Beauty and the beast?
Beauty and the beast?

Unlike Keith I didn’t find style triumphed over content in this film – see here. Like the Before Sunrise-Midnight films, Abbas Kiarostami relies heavily on long takes, long conversations and entirely convincing performances. Of course Juliette Binoche can be expected to be absolutely wonderful but William Shimell . . . ? Kiarostami had directed him in a performance of a Mozart opera so knew he’d be up to the task; it’s inspired casting. Shimell has since appeared in Amour (2012).

Befitting of Kiarostami’s art house status, Certified Copy is more obviously intellectual than Richard Linklater’s films; which is not to say it’s better or worse. I wasn’t particularly interested in the philosophy of authenticity in art, or in relationships, but was riveted by the conversations, and the Tuscan landscape, that ran throughout the film. There’s a brilliant twist, about half way through so stop reading now if you plan to see the film.

It has appeared so far that Binoche’s Elle (a ‘universal’ ‘she’?) has been flirting with the intellectual James (Shimell) but, when they are mistaken as a married couple, she plays along with the error and then he too plays along . . . But are they or are they not actually married? It is a brilliant sleight of narrative that raises issues of longevity in relationships, memory, as well as gender roles. Unsurprisingly Kiarostami doesn’t bother to tell us the ‘truth’ of the situation, leaving us to ponder if we wish. I’m sure we’ll ponder the actors’ brilliance and, maybe, Kiarostami’s too. I’m not suggesting that his film is derivative in any way, he often uses long takes in his films and may have patented the car dashboard camera.

One clue to the film’s playfulness is surely the casting of Jean-Claude Carrière in a minor role. Carrière scripted a number of Luis Bunuel’s late films and  surrealism is expertly interlaced with the ostensible realism of this film’s visual style and the performances.

────────

ACTIONS TO TAKE:
1. In the review of Certified Copy, how did Kiarostami know William Shimell would be up to the task?
2. Summarize the review of Certified Copy in two sentences.
The entries that come after the review of Certified Copy are separate material and are not drawn from it.

SUPPLIED ENTRIES:
────────

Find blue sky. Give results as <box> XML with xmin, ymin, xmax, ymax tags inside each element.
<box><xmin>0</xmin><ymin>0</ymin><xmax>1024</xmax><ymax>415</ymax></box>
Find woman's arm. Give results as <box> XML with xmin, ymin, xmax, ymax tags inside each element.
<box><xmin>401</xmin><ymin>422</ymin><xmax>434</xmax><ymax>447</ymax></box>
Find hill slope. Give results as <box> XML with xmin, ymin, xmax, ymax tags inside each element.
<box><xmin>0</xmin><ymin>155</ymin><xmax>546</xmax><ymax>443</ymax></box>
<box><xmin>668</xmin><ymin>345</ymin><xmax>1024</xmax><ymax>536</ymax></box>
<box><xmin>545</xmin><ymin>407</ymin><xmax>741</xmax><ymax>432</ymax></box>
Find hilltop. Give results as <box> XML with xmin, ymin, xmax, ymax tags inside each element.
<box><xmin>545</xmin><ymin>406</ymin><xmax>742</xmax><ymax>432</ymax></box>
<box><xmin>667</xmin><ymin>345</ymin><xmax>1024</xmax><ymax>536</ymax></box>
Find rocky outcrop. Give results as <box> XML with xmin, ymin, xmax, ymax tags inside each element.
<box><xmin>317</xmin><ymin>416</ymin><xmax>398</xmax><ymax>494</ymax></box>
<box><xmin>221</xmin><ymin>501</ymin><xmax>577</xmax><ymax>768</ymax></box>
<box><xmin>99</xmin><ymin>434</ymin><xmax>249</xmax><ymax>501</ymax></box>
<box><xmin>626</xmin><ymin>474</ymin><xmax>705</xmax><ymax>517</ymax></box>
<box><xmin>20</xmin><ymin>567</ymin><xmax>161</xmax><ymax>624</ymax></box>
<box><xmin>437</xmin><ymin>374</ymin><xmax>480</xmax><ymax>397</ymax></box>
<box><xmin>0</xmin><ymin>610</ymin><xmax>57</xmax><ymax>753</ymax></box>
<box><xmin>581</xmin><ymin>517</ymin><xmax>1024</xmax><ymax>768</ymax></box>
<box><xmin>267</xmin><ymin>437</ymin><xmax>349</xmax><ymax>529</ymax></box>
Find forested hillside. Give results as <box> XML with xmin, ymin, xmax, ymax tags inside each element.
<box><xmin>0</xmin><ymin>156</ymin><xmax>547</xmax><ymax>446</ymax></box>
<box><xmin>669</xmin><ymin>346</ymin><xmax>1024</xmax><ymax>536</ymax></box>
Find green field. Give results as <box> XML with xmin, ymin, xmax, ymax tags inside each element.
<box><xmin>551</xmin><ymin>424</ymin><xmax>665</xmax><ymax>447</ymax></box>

────────

ANSWERS TO THE PROBLEMS:
1. Kiarostami had directed him in a performance of a Mozart opera.

2. Abbas Kiarostami's Certified Copy relies heavily on long takes, long conversations and entirely convincing performances from Juliette Binoche and William Shimell, and it is more obviously intellectual than Richard Linklater's films. About halfway through, Binoche's Elle and Shimell's James play along when they are mistaken for a married couple, and Kiarostami never reveals whether they are actually married.